§ **TASK DIRECTIONS**
Reproduce all of the data below with "mark the region" changed to "segment the region" and every other line left as is. Omit the pictures from your answer.

--

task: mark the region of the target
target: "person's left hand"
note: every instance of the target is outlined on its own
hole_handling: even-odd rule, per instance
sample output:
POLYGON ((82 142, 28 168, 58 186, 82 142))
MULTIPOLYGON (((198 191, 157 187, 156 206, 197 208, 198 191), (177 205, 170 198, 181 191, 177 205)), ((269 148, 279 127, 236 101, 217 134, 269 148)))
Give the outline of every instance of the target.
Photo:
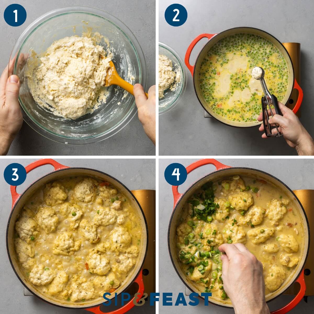
POLYGON ((9 66, 12 68, 15 58, 4 69, 0 78, 0 154, 6 155, 12 141, 19 131, 23 116, 19 102, 19 79, 16 75, 8 78, 9 66))
POLYGON ((135 103, 138 111, 138 119, 143 125, 146 135, 155 145, 156 143, 156 86, 148 90, 148 98, 146 97, 143 87, 136 84, 133 88, 135 103))

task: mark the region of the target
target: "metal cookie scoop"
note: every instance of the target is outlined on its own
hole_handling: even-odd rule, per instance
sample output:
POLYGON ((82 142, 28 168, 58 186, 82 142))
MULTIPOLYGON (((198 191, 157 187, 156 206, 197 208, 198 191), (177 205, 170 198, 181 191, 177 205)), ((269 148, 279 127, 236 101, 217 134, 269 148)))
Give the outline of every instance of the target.
POLYGON ((252 70, 252 76, 256 79, 259 80, 262 84, 262 88, 263 89, 265 96, 262 98, 262 106, 263 112, 263 123, 264 124, 264 129, 265 134, 267 136, 275 136, 278 137, 281 136, 283 134, 279 132, 278 126, 275 125, 274 127, 272 127, 269 123, 268 120, 269 116, 268 113, 268 110, 270 112, 272 117, 273 116, 273 111, 272 110, 271 105, 273 106, 276 114, 282 116, 279 107, 278 105, 278 100, 276 96, 271 94, 266 85, 264 77, 265 75, 265 71, 264 69, 259 67, 255 67, 252 70), (277 133, 273 133, 272 129, 275 127, 277 131, 277 133))

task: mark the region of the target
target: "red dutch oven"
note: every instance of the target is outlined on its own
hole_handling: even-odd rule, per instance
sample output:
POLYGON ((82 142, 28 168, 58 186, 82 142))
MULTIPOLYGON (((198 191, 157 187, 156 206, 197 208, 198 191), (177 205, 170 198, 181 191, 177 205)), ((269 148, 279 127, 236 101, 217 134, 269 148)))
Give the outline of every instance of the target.
MULTIPOLYGON (((231 167, 223 165, 214 159, 201 159, 193 162, 187 167, 187 172, 188 174, 197 168, 208 164, 214 165, 216 167, 216 171, 198 180, 190 186, 184 193, 181 194, 179 192, 178 186, 173 186, 172 187, 174 208, 169 224, 168 237, 169 252, 175 269, 186 286, 190 290, 196 292, 200 296, 201 293, 203 291, 200 290, 193 282, 187 278, 186 274, 182 270, 180 266, 181 263, 177 253, 176 241, 176 227, 179 221, 182 208, 197 190, 208 181, 220 180, 236 175, 253 176, 257 179, 264 180, 274 185, 285 193, 299 211, 301 218, 304 229, 304 243, 300 244, 300 246, 301 257, 299 263, 284 284, 277 290, 266 296, 267 302, 271 301, 283 293, 295 282, 299 283, 300 286, 300 290, 294 299, 282 308, 271 312, 272 314, 284 314, 287 313, 302 300, 305 294, 306 286, 303 268, 309 248, 310 231, 307 218, 301 203, 292 190, 283 182, 271 175, 257 169, 241 167, 231 167)), ((204 299, 203 297, 200 297, 204 299)), ((232 304, 223 300, 216 300, 209 297, 208 301, 213 304, 220 306, 229 308, 232 307, 232 304)))
MULTIPOLYGON (((240 34, 249 34, 257 35, 263 37, 270 41, 276 47, 281 53, 287 64, 289 74, 289 79, 287 90, 282 102, 286 105, 291 95, 292 90, 294 89, 299 92, 299 96, 295 106, 293 108, 293 112, 295 113, 300 108, 303 99, 303 91, 296 80, 295 78, 294 70, 291 58, 284 45, 277 38, 272 35, 261 30, 253 27, 235 27, 221 33, 216 34, 201 34, 197 36, 189 46, 185 54, 184 62, 187 68, 192 74, 193 79, 194 89, 199 101, 204 110, 216 120, 225 124, 238 127, 249 127, 261 124, 262 122, 258 121, 250 122, 240 122, 232 121, 226 119, 224 117, 215 112, 204 99, 202 95, 199 84, 199 71, 201 64, 204 57, 206 56, 211 48, 218 41, 223 38, 233 35, 240 34), (208 42, 202 48, 198 53, 194 65, 190 63, 190 57, 191 53, 195 45, 202 38, 207 38, 208 42)), ((261 111, 262 111, 261 106, 261 111)))
MULTIPOLYGON (((116 187, 127 197, 132 204, 139 218, 142 234, 141 247, 139 248, 138 258, 134 265, 132 272, 129 274, 123 285, 117 288, 116 292, 117 295, 127 289, 133 283, 138 285, 137 297, 134 296, 122 307, 110 312, 110 314, 123 314, 134 306, 134 299, 136 302, 142 297, 144 292, 144 284, 142 277, 142 267, 146 256, 148 243, 148 231, 146 219, 140 205, 131 191, 125 185, 116 179, 109 175, 98 170, 87 168, 72 168, 67 167, 59 163, 52 159, 41 159, 32 163, 25 167, 27 173, 41 166, 51 165, 54 170, 52 172, 45 175, 32 183, 21 194, 16 192, 16 187, 11 186, 12 196, 12 210, 9 217, 7 228, 7 249, 11 265, 15 274, 24 286, 29 291, 39 299, 53 305, 66 308, 85 309, 95 314, 103 314, 105 312, 100 309, 101 305, 104 301, 103 299, 98 298, 95 300, 85 302, 84 303, 77 303, 69 301, 63 302, 55 298, 53 299, 43 294, 37 290, 35 287, 25 280, 25 276, 20 270, 18 265, 13 241, 14 226, 18 215, 23 208, 25 201, 39 188, 44 186, 48 182, 57 180, 64 177, 73 176, 90 176, 97 178, 102 181, 107 181, 116 187), (142 243, 143 242, 143 243, 142 243)), ((108 298, 114 297, 114 294, 108 298)))

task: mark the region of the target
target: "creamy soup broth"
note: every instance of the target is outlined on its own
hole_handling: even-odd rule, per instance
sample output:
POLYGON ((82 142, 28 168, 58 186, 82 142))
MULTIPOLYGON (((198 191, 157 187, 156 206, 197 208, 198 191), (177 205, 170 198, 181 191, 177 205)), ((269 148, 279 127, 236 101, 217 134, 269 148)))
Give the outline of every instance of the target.
POLYGON ((300 262, 301 222, 287 196, 270 183, 237 175, 209 182, 183 209, 177 228, 180 265, 193 285, 230 302, 218 247, 242 243, 263 264, 267 295, 283 284, 300 262), (206 213, 210 208, 212 213, 206 213))
POLYGON ((19 266, 36 290, 82 302, 113 292, 138 258, 139 218, 106 181, 69 177, 39 189, 15 223, 19 266))
POLYGON ((270 41, 257 35, 240 34, 221 40, 202 62, 201 91, 208 106, 228 120, 257 120, 263 95, 252 70, 260 67, 271 93, 282 101, 286 93, 288 73, 281 53, 270 41))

--

§ **OUTPUT**
task: segment the region of the target
target: "person's left hand"
note: every instance of the target is outlined on its own
hole_handling: even-odd rule, per instance
sample output:
POLYGON ((82 142, 28 168, 58 186, 82 142))
MULTIPOLYGON (((198 191, 157 187, 156 206, 197 208, 198 191), (177 205, 170 198, 181 191, 177 205)), ((269 148, 279 127, 236 101, 217 134, 269 148)))
Give the outline of every instance of the target.
Photo:
POLYGON ((9 66, 12 68, 15 58, 4 69, 0 78, 0 154, 6 155, 12 141, 19 131, 23 116, 19 102, 19 79, 16 75, 8 78, 9 66))
POLYGON ((135 103, 138 111, 138 119, 143 125, 146 135, 155 145, 156 143, 156 86, 148 90, 148 98, 146 97, 143 87, 136 84, 133 88, 135 103))

task: segment the region of the target
target: "metal cookie scoop"
note: every instance of the target is outlined on its own
hole_handling: even-odd rule, per instance
sample output:
POLYGON ((82 142, 28 168, 58 186, 82 142))
MULTIPOLYGON (((198 191, 157 187, 156 206, 197 208, 198 191), (177 205, 170 198, 181 191, 177 205)), ((269 148, 279 127, 236 101, 217 134, 269 148)))
Give the outline of every instance of the target.
POLYGON ((252 70, 252 76, 256 79, 259 80, 262 84, 262 88, 263 89, 265 96, 262 98, 262 106, 263 112, 263 123, 264 124, 264 129, 265 134, 267 136, 275 136, 278 137, 281 136, 283 134, 279 132, 278 126, 275 125, 274 127, 272 127, 269 123, 268 120, 269 116, 268 113, 268 110, 270 112, 272 117, 273 116, 273 111, 272 110, 271 105, 273 106, 276 114, 282 116, 279 107, 278 105, 278 100, 276 96, 271 94, 266 85, 264 77, 265 75, 265 71, 264 69, 259 67, 255 67, 252 70), (277 133, 273 133, 272 129, 275 127, 277 131, 277 133))

task: segment the region of the target
target: "red dutch oven"
note: every instance of the target is outlined on its own
hole_handling: even-odd rule, per instance
sample output:
POLYGON ((82 142, 28 168, 58 186, 82 142))
MULTIPOLYGON (((198 191, 157 187, 156 206, 197 208, 198 191), (177 205, 170 198, 181 191, 177 205)), ((269 148, 279 127, 236 101, 217 134, 269 148)))
Give the outline of every instance of the target.
MULTIPOLYGON (((231 167, 223 165, 214 159, 201 159, 193 162, 187 167, 187 172, 188 174, 197 168, 208 164, 214 165, 216 167, 216 171, 198 180, 190 186, 184 193, 181 194, 179 192, 178 186, 173 186, 172 187, 174 208, 169 224, 168 237, 169 252, 175 269, 186 286, 190 290, 196 292, 200 296, 201 293, 203 291, 200 290, 193 282, 187 278, 186 274, 182 270, 180 266, 181 263, 177 253, 176 241, 176 227, 179 221, 182 208, 197 190, 208 181, 220 180, 236 175, 253 176, 257 179, 264 180, 274 185, 285 193, 299 211, 301 218, 304 229, 304 243, 300 244, 300 246, 301 257, 299 263, 284 284, 277 290, 266 296, 267 302, 271 301, 283 293, 295 282, 299 283, 300 286, 300 290, 294 299, 282 308, 271 312, 272 314, 284 314, 287 313, 302 300, 305 294, 306 286, 303 268, 309 248, 310 231, 307 218, 301 203, 292 190, 283 182, 271 175, 257 169, 241 167, 231 167)), ((204 299, 203 297, 200 297, 204 299)), ((232 304, 223 300, 216 300, 209 297, 208 301, 213 304, 220 306, 229 308, 232 307, 232 304)))
MULTIPOLYGON (((240 34, 249 34, 257 35, 263 37, 270 41, 276 47, 281 53, 287 64, 289 74, 289 79, 287 90, 282 102, 286 105, 291 95, 292 90, 294 89, 299 92, 299 96, 295 106, 293 108, 293 112, 295 113, 300 108, 303 99, 303 91, 296 80, 295 78, 294 70, 291 58, 284 45, 277 38, 272 35, 261 30, 253 27, 235 27, 221 33, 216 34, 201 34, 197 36, 189 46, 185 54, 184 62, 187 68, 192 74, 193 79, 194 89, 199 101, 204 110, 216 120, 225 124, 238 127, 249 127, 261 124, 262 122, 258 121, 250 122, 240 122, 232 121, 226 119, 224 117, 215 112, 204 99, 202 95, 199 84, 199 71, 201 64, 204 57, 206 56, 211 48, 218 41, 223 38, 233 35, 240 34), (208 42, 202 48, 198 53, 194 65, 190 63, 190 57, 191 53, 195 45, 202 38, 207 38, 208 42)), ((261 111, 262 111, 261 106, 261 111)))
MULTIPOLYGON (((116 187, 127 197, 132 204, 139 218, 142 234, 141 247, 139 248, 138 258, 134 265, 132 272, 129 274, 123 285, 117 288, 116 292, 117 295, 127 289, 133 283, 138 285, 137 297, 134 296, 122 307, 110 312, 110 314, 123 314, 134 306, 134 299, 136 302, 142 297, 144 292, 144 284, 142 277, 142 267, 146 256, 148 243, 148 231, 146 219, 140 205, 131 191, 125 185, 116 179, 109 175, 98 170, 87 168, 72 168, 67 167, 59 163, 52 159, 41 159, 32 163, 25 167, 27 173, 41 166, 51 165, 54 170, 52 172, 45 175, 32 183, 21 194, 16 192, 16 187, 11 186, 12 196, 12 210, 9 217, 7 228, 7 249, 11 265, 15 274, 24 286, 29 291, 39 299, 53 305, 66 308, 85 309, 95 314, 103 314, 105 312, 100 309, 101 305, 104 301, 103 299, 98 298, 95 300, 85 302, 84 303, 77 303, 69 301, 63 302, 55 298, 53 299, 43 294, 37 290, 35 287, 25 280, 25 276, 20 270, 18 265, 13 241, 14 226, 18 215, 23 208, 25 201, 39 188, 44 186, 48 182, 57 180, 64 177, 73 176, 90 176, 97 178, 102 181, 107 181, 116 187), (142 243, 143 242, 143 243, 142 243)), ((108 298, 114 297, 114 294, 108 298)))

task: segment the region of the target
target: "creamy soup broth"
note: every instance of the target is outlined on its own
hole_handling: even-odd rule, per instance
sample output:
POLYGON ((82 142, 28 168, 58 186, 82 142))
MULTIPOLYGON (((198 191, 157 187, 156 206, 197 208, 198 191), (177 205, 170 198, 181 191, 177 205)), ((269 148, 279 127, 236 101, 217 134, 269 148)))
Give the outline of every instance of the target.
POLYGON ((300 262, 301 222, 287 196, 270 183, 237 175, 209 182, 183 209, 177 228, 180 265, 193 285, 230 302, 218 247, 242 243, 263 264, 267 295, 283 284, 300 262), (206 213, 210 208, 212 213, 206 213))
POLYGON ((19 266, 36 290, 82 302, 113 292, 138 258, 139 218, 106 181, 69 177, 39 189, 15 223, 19 266))
POLYGON ((270 41, 257 35, 240 34, 221 40, 202 62, 201 91, 208 106, 228 120, 257 120, 263 95, 252 70, 260 67, 271 93, 282 101, 286 93, 288 73, 281 53, 270 41))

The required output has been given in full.